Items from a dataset

"""

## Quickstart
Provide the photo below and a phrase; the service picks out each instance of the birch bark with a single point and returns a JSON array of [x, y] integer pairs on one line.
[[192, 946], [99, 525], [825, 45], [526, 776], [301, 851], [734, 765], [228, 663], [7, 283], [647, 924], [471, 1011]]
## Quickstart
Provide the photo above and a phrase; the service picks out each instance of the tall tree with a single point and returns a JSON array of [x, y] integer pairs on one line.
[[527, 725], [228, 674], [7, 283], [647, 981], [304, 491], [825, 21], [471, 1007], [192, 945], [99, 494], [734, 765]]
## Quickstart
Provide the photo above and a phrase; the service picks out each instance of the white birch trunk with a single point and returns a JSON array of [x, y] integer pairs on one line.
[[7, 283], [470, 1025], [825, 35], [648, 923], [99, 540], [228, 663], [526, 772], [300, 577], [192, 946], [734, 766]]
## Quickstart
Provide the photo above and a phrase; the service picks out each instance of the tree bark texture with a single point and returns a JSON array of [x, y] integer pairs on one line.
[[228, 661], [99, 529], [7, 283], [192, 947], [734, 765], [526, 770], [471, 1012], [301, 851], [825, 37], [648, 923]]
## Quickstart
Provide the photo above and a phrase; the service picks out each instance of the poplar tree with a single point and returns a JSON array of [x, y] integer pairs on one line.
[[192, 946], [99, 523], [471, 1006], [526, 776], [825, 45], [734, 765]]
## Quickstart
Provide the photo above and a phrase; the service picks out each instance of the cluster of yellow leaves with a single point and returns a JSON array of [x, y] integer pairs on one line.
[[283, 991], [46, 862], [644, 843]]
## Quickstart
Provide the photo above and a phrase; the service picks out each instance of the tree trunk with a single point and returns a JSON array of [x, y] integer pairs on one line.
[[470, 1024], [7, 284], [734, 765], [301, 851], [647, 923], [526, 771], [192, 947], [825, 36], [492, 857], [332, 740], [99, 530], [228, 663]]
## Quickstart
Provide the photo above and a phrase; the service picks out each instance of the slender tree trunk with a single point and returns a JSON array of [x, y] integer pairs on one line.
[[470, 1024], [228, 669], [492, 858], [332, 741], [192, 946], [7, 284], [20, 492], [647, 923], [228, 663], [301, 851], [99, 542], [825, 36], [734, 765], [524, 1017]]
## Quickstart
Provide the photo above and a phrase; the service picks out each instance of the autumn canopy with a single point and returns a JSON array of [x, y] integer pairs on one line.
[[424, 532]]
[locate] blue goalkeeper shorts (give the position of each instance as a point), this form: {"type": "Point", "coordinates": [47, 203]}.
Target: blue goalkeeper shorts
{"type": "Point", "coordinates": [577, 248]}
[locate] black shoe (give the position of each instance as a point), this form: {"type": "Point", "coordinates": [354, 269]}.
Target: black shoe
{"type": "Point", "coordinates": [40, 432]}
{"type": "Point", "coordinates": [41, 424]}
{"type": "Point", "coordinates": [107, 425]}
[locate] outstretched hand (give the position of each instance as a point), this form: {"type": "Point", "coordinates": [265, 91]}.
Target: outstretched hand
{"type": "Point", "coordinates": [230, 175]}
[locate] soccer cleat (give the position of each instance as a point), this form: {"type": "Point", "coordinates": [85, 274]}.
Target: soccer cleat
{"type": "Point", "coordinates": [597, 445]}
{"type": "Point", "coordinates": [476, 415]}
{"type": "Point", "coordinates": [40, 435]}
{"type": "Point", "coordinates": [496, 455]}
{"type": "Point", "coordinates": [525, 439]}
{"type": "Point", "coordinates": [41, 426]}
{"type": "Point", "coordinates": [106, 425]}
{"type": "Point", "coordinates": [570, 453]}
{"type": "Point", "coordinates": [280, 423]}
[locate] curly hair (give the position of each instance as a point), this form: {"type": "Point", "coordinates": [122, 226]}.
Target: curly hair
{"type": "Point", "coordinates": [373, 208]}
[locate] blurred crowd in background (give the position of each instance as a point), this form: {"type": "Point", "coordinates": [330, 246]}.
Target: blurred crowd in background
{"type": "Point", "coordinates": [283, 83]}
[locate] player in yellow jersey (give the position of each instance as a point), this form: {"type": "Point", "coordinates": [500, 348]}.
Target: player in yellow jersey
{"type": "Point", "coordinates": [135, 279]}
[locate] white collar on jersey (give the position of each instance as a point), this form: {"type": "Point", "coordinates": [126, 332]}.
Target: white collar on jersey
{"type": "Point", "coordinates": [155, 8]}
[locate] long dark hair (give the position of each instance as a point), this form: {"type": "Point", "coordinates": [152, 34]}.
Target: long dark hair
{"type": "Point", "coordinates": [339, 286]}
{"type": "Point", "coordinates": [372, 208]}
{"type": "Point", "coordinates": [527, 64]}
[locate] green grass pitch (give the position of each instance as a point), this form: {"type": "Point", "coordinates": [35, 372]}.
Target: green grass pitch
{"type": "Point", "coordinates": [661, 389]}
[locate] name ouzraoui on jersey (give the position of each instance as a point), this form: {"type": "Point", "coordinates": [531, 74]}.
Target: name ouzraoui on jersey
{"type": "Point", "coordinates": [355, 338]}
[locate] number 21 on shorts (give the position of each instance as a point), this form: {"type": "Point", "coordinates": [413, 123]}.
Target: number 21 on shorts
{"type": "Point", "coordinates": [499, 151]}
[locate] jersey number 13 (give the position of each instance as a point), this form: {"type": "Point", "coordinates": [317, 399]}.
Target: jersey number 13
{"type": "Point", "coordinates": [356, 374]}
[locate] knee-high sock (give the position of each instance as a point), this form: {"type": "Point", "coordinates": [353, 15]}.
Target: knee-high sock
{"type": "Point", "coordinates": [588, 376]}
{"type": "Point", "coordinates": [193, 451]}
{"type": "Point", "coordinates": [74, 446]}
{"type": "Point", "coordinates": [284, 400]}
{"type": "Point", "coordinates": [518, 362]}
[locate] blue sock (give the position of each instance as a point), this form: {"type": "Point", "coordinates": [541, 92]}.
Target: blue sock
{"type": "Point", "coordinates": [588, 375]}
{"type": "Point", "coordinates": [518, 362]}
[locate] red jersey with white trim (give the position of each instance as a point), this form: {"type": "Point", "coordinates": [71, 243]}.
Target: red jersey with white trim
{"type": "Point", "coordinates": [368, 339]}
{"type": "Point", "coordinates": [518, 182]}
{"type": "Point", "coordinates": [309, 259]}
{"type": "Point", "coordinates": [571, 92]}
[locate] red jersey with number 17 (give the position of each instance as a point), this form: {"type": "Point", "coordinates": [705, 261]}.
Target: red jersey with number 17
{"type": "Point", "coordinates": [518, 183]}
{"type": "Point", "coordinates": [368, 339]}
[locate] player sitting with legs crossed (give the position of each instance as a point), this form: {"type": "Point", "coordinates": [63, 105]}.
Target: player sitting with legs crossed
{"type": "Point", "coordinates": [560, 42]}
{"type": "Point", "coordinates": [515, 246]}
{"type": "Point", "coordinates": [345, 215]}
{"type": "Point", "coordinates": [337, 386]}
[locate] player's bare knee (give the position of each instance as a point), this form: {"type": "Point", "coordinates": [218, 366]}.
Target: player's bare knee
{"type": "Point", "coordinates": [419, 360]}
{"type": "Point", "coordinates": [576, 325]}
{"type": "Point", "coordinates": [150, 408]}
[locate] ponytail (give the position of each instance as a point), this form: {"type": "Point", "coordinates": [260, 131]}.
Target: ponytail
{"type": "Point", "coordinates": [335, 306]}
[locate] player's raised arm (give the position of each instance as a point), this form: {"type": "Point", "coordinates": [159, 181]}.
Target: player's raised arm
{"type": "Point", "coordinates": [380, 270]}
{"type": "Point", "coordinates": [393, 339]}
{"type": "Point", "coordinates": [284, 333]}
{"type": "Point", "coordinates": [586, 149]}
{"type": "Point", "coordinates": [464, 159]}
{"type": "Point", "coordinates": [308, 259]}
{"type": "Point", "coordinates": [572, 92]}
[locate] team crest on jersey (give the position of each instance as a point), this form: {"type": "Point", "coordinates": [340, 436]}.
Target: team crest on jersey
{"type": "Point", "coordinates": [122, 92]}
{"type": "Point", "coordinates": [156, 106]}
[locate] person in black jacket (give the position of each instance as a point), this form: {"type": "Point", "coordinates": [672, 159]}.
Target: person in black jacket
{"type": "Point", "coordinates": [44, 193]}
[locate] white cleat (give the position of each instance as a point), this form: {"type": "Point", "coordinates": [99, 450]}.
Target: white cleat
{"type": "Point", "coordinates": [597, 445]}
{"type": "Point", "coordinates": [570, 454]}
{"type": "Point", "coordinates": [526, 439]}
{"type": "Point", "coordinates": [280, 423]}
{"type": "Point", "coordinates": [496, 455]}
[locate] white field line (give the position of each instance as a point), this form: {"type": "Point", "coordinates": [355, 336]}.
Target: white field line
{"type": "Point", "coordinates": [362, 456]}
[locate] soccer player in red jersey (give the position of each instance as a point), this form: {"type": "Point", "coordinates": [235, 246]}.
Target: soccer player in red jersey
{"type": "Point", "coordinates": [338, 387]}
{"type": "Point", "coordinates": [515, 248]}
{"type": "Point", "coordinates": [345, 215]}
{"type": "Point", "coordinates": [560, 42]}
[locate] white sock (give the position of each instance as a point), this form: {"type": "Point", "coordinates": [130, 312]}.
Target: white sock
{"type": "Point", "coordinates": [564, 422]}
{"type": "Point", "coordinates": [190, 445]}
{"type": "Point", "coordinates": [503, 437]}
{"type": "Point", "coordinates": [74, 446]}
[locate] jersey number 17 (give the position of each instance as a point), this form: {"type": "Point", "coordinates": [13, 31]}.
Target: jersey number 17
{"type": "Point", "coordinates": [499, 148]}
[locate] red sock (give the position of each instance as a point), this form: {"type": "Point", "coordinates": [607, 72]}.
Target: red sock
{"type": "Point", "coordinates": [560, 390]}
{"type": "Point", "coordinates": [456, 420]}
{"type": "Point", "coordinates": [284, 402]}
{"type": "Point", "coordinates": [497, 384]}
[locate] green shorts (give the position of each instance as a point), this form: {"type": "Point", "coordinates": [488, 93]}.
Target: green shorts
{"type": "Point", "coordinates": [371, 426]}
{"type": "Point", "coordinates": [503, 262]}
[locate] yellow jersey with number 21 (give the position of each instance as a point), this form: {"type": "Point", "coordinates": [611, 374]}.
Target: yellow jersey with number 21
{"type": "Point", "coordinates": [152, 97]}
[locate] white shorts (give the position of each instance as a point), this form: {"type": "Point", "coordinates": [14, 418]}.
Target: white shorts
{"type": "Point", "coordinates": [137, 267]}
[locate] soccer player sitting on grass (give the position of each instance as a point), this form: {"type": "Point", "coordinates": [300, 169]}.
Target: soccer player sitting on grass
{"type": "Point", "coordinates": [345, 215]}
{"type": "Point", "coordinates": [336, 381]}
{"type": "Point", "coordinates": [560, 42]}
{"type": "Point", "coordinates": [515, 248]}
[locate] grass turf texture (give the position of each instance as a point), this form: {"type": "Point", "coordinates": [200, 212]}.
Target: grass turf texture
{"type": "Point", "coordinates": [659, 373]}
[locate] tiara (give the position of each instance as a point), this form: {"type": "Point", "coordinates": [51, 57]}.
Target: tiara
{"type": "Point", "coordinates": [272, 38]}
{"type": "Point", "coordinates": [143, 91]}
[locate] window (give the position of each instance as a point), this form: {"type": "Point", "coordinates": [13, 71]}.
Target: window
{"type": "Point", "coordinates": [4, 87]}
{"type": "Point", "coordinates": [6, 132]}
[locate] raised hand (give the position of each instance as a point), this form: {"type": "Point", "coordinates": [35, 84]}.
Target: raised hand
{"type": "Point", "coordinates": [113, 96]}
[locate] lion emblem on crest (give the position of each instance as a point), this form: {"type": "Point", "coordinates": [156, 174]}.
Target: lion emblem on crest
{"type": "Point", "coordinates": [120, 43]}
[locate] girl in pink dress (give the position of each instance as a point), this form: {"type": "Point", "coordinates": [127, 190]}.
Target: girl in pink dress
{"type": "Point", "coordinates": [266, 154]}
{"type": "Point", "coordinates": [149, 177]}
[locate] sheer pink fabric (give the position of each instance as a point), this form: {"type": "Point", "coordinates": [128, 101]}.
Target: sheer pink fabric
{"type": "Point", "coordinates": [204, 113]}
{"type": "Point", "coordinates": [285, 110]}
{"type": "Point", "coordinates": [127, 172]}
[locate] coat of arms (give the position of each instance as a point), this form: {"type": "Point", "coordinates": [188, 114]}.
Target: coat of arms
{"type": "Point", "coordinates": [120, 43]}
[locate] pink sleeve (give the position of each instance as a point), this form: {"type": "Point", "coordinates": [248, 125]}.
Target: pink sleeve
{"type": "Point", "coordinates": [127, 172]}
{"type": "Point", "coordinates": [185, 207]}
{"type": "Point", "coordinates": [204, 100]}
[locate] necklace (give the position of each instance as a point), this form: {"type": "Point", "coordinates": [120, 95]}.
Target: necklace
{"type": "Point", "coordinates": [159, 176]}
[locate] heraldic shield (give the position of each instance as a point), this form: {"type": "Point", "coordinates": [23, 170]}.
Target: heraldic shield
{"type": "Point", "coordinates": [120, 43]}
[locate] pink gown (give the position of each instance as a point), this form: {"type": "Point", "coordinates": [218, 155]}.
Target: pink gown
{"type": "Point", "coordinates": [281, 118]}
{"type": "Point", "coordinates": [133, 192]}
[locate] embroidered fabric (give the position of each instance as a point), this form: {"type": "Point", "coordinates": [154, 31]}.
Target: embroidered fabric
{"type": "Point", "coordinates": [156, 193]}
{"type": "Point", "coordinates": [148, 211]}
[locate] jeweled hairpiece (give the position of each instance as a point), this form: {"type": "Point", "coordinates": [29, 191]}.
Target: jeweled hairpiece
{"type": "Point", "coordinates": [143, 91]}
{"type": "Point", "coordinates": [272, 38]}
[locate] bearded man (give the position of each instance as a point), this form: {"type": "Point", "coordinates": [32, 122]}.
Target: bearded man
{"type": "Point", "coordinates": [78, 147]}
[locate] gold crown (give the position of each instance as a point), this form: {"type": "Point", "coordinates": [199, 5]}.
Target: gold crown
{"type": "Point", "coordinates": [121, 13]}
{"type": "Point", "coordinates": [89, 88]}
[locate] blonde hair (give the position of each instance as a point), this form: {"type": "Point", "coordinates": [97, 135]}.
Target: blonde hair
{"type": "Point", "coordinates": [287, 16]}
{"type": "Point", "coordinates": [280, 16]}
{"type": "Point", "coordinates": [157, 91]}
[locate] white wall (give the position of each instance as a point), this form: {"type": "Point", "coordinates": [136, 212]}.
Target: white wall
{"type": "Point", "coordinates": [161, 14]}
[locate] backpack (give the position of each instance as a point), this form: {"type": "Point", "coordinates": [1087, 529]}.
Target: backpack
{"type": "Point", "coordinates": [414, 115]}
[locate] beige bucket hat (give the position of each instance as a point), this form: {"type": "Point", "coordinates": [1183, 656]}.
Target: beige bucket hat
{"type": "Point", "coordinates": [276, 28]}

"""

> _WHAT TO WORK ON_
What is needed is a verbatim copy of every line in the records above from the one containing "Target: black shoe" down to the one containing "[locate] outstretched hand", both included, and nothing more.

> _TASK RESPONSE_
Target: black shoe
{"type": "Point", "coordinates": [40, 432]}
{"type": "Point", "coordinates": [41, 424]}
{"type": "Point", "coordinates": [107, 425]}
[locate] outstretched hand (give the position of each instance as a point), this form: {"type": "Point", "coordinates": [265, 91]}.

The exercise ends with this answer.